EXERCISE DIRECTIONS:
Can you reproduce every line of the records below, character for character?

MATERIALS PROVIDED:
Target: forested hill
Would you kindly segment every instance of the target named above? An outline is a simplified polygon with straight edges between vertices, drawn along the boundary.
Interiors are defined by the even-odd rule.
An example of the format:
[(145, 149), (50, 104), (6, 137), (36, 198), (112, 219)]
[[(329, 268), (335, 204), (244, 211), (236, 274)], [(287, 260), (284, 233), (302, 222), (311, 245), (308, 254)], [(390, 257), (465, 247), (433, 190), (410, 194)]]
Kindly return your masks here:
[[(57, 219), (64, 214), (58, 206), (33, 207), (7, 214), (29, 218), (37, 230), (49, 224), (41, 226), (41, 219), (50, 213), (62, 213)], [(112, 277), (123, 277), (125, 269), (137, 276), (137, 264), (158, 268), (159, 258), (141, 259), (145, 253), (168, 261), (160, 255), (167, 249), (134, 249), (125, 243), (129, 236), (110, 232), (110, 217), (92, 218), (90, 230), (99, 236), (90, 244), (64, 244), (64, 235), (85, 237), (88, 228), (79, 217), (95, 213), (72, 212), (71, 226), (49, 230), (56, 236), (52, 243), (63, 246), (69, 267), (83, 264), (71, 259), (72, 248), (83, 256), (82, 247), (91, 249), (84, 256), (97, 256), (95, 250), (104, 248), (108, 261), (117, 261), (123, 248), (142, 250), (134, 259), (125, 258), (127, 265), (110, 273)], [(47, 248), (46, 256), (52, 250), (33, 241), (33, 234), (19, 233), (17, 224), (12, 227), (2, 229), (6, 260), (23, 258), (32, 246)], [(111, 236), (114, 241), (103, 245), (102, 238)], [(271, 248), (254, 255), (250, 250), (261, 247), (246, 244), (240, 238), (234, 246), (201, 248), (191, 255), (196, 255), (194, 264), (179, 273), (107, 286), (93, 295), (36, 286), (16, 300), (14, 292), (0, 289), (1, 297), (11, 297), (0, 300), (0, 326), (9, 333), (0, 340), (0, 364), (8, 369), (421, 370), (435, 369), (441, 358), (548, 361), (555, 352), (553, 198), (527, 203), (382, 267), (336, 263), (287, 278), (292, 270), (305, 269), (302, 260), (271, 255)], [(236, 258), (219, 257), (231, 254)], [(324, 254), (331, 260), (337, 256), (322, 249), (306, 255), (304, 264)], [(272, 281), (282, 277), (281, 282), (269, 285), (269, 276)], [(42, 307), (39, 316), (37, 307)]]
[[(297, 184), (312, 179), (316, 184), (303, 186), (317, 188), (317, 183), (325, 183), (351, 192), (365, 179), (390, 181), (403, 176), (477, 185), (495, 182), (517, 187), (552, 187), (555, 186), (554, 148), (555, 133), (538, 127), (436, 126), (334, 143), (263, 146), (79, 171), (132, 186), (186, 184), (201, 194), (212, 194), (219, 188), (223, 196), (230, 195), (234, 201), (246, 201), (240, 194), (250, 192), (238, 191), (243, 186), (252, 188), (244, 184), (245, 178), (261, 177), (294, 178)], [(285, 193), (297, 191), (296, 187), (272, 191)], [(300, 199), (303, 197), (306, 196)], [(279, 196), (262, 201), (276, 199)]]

OUTPUT FOR THIS TASK:
Target: forested hill
Would you kindly segment every instance of the target named above? An outline is a simplified polygon with straight edges between vertices, drawn along the boundary.
Interiors are defined by the even-odd rule.
An example of the format:
[(145, 149), (50, 104), (6, 137), (36, 198), (112, 219)]
[[(329, 268), (335, 204), (244, 211), (236, 274)], [(287, 260), (284, 233), (302, 222), (311, 245), (308, 254)], [(390, 257), (465, 247), (433, 190), (410, 194)]]
Kindly return your masks here:
[[(57, 219), (64, 214), (58, 206), (33, 207), (7, 214), (29, 218), (37, 230), (49, 224), (41, 226), (41, 219), (50, 213), (62, 213)], [(112, 277), (123, 277), (125, 269), (137, 276), (137, 264), (158, 268), (159, 258), (141, 259), (145, 253), (168, 261), (160, 255), (167, 249), (134, 249), (125, 243), (129, 236), (110, 232), (110, 217), (92, 218), (90, 230), (99, 236), (90, 244), (64, 244), (64, 235), (85, 237), (88, 228), (79, 217), (95, 213), (72, 212), (71, 226), (49, 230), (56, 236), (52, 243), (63, 246), (69, 267), (83, 264), (71, 259), (72, 248), (83, 256), (82, 247), (91, 249), (84, 256), (97, 256), (95, 250), (104, 248), (108, 261), (117, 261), (123, 248), (142, 250), (134, 259), (125, 258), (127, 265), (110, 273)], [(47, 248), (46, 256), (52, 250), (33, 241), (33, 234), (19, 233), (17, 224), (12, 227), (2, 229), (6, 260), (23, 258), (32, 246)], [(111, 236), (114, 241), (103, 245), (102, 238)], [(271, 248), (254, 255), (250, 250), (261, 247), (246, 244), (240, 238), (234, 246), (201, 248), (191, 255), (196, 255), (194, 264), (179, 273), (107, 286), (93, 295), (36, 286), (16, 300), (14, 292), (0, 289), (1, 297), (11, 297), (0, 300), (0, 326), (9, 333), (0, 340), (0, 364), (8, 369), (421, 370), (435, 369), (441, 358), (548, 361), (555, 352), (553, 198), (527, 203), (382, 267), (336, 263), (287, 278), (292, 270), (305, 269), (302, 260), (271, 255)], [(236, 258), (219, 257), (231, 254)], [(324, 254), (331, 260), (337, 256), (322, 249), (306, 255), (304, 264)], [(272, 281), (282, 277), (281, 282), (269, 285), (269, 276)], [(42, 307), (39, 316), (37, 307)]]
[[(297, 184), (312, 179), (316, 184), (303, 186), (317, 188), (317, 183), (325, 183), (351, 192), (365, 179), (390, 181), (403, 176), (477, 185), (495, 182), (517, 187), (552, 187), (555, 186), (554, 148), (555, 133), (538, 127), (436, 126), (334, 143), (263, 146), (79, 171), (132, 186), (186, 184), (201, 194), (212, 194), (219, 188), (223, 196), (230, 195), (234, 201), (246, 201), (240, 194), (250, 192), (238, 191), (243, 186), (252, 188), (244, 184), (245, 178), (261, 177), (294, 178)], [(285, 193), (297, 191), (296, 187), (272, 191)], [(300, 199), (303, 197), (306, 196)], [(279, 196), (262, 201), (276, 199)]]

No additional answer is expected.